TO DO – Output the material below unchanged, apart from leaving out the pictures.

DATASET RECORDS –
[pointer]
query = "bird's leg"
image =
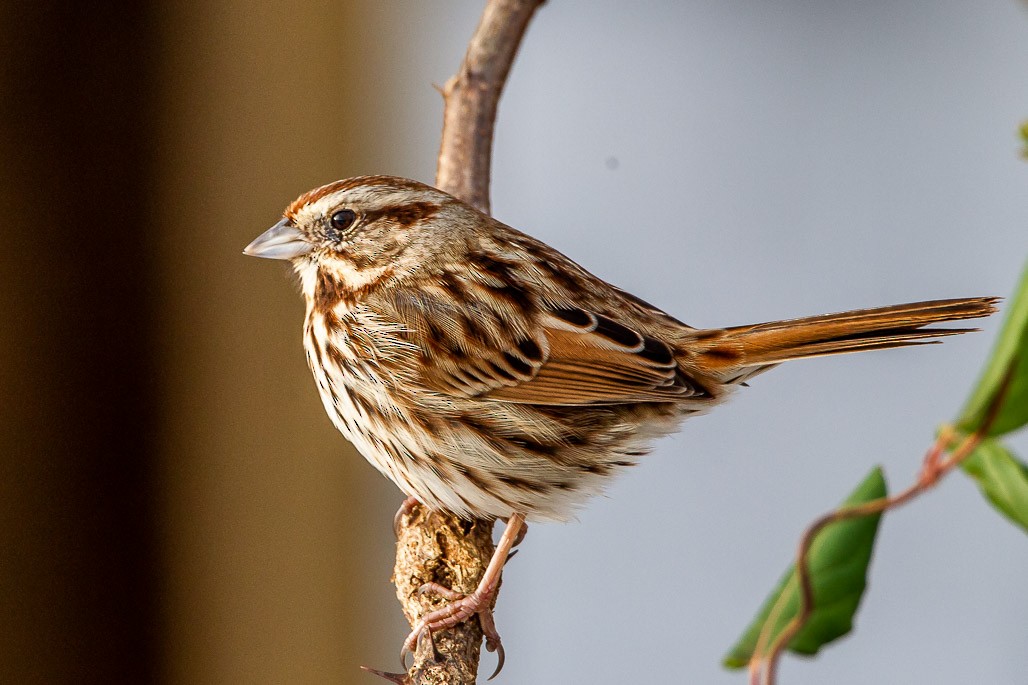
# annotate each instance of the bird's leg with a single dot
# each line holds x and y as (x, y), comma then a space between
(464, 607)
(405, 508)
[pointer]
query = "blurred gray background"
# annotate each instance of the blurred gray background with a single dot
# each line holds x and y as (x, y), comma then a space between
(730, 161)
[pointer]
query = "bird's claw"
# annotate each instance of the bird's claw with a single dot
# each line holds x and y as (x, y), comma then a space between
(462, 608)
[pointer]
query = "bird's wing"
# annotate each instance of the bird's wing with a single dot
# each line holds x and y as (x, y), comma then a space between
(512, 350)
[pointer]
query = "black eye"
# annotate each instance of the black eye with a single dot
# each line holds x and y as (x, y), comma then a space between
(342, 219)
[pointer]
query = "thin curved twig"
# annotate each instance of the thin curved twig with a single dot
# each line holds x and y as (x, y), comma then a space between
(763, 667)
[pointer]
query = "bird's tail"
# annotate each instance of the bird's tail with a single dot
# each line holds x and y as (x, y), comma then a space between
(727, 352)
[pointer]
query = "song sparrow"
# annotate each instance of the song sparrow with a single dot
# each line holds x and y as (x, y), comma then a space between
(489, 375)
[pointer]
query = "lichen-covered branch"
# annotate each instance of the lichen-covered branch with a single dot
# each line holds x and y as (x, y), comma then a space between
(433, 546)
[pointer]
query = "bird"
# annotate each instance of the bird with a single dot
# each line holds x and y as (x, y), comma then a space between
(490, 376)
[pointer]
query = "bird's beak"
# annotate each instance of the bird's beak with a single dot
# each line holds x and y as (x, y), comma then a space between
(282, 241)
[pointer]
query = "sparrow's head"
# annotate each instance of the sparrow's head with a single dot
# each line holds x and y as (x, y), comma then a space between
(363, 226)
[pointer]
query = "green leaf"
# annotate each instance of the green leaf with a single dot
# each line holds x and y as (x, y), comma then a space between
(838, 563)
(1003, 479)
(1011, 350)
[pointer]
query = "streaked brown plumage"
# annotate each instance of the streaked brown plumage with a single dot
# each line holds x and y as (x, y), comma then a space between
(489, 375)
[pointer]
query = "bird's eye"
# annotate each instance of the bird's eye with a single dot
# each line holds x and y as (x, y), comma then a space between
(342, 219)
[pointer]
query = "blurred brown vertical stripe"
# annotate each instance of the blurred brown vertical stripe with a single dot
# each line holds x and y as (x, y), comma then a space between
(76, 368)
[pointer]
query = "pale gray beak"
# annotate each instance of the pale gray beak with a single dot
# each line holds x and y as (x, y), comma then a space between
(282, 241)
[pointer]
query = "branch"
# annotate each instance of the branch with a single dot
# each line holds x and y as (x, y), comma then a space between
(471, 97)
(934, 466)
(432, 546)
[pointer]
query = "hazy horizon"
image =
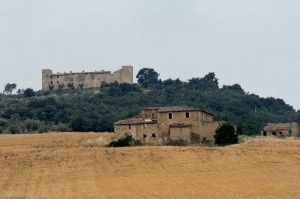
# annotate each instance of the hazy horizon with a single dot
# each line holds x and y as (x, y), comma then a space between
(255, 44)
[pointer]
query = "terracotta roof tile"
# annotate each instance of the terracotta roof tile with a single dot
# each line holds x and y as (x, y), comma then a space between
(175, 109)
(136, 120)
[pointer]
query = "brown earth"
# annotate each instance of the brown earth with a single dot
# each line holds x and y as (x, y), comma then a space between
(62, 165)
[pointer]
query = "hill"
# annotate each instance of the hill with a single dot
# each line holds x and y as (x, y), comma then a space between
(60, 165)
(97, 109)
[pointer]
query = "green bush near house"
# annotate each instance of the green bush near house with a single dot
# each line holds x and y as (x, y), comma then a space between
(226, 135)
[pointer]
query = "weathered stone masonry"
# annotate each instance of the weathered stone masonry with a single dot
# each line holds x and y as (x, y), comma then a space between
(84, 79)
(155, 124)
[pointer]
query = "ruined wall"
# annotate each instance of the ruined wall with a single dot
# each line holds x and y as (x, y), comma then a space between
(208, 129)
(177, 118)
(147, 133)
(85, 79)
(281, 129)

OUTPUT FOR THIS TASK –
[pointer]
query = "bird's leg"
image =
# annotate each instance of the bird's leg with a single dot
# each line holds x and y as (x, y), comma then a space between
(464, 607)
(405, 508)
[pointer]
query = "blurred gray background"
# annotate each instance of the blurred gray background with a single dot
# each line holds x and y as (x, y), comma then a space between
(730, 161)
[pointer]
query = "bird's claw"
# annotate each instance of the bird's claw with a single dot
# each line holds x and y as (x, y), comma then a space between
(462, 608)
[pointer]
query = "bird's wing"
# annotate each instance of the bird's wing with a single dot
# each line holds x and y as (x, y), comma then a space between
(512, 350)
[pointer]
query = "black eye"
# annotate each instance of the black eye with a single dot
# each line holds x and y as (x, y), comma then a space between
(342, 219)
[pointer]
query = "thin curved twig"
# annotate each instance of the thin curved twig with a single dot
# each line holds x and y as (x, y), comma then a space between
(763, 667)
[pointer]
query = "bird's tail"
# annotate each instance of the bird's tail with a single dot
# each line holds x and y as (x, y), comma then a space between
(727, 352)
[pointer]
query = "song sparrow"
# annotate each instance of the song sparrow with a single dot
# each line holds x and y as (x, y), comma then a space between
(489, 375)
[pointer]
query = "lichen-covered branch"
# annotate each instance of the lichen-covered branch with a single dot
# each line holds x and y as (x, y), comma then a space between
(433, 546)
[pointer]
query = "bird"
# annotate each instance of the bird with a single dot
# each line holds x and y as (x, y), comma then a space between
(490, 376)
[pointer]
query = "bird's beak"
# annotate each instance of the bird's beak with a single dot
# each line holds x and y as (x, y), comma then a space between
(282, 241)
[pointer]
query = "sparrow's head"
# annotate each instance of the sparrow's head with a single dot
# each line holds x and y as (x, y), comma then a space between
(363, 226)
[pointer]
query = "green leaf"
# annotate each instance of the green leaf with a single dot
# each line holds x and y as (x, y), comma then a space between
(838, 563)
(1003, 479)
(1011, 350)
[pointer]
query = "streaked brown plumage"
# annotate each instance of the streaked brown plumage with a single dot
# each line holds x and y as (x, y), comma then a space between
(489, 375)
[pointer]
query = "bird's eye"
# annotate each instance of the bird's eye with a single dot
# each line holds x and y as (x, y), comma then a space between
(342, 219)
[pointer]
query = "blurred brown vertical stripe"
# annotate each instance of the blurred brown vertical stripe with a single dot
# each line holds x and y as (x, y), comma then a space between
(76, 368)
[pointer]
query = "pale gray beak"
# annotate each instance of the pale gray beak with a single dot
# each line holds x and y as (x, y), comma then a space between
(282, 241)
[pointer]
query = "branch"
# annotate each instance of the branch with a single dot
# each line holds x and y as (x, y), comma then a space between
(471, 97)
(934, 466)
(432, 546)
[pointer]
query = "hazy horizon"
image =
# annotate each instance of the hazy horizon with a single dot
# each line holds x and y as (x, y), comma then a space between
(255, 44)
[pointer]
query = "terracotta roof tile"
# annotate each instance of the terracotta roof tile with a single dot
# each line holds x and y as (x, y), comma then a space between
(175, 109)
(136, 120)
[pointer]
query = "brown earth"
# annotate each instance of the brown earth with a single dot
# each line holds x and y as (x, y), comma then a space between
(62, 165)
[pointer]
query = "hill"
# annotate each instance of the hill with a single dot
# each line holds x and y as (x, y), comma then a space between
(60, 165)
(97, 109)
[pointer]
query = "green bush near house"
# annotate each instance of the green bush near house with a single dot
# each line holds x and y as (x, y), comma then a space between
(226, 135)
[pointer]
query = "weathered stone masonry"
# annotate each instance of the weathered stone masonry with a single dot
# each line holds x and y as (x, y), comma then a space between
(84, 79)
(155, 124)
[pointer]
query = "ruined wall"
# annotate each instance of the ruined wall with a single dot
# each line holds x and y as (x, y), comma then a space between
(208, 129)
(177, 118)
(147, 133)
(85, 79)
(281, 129)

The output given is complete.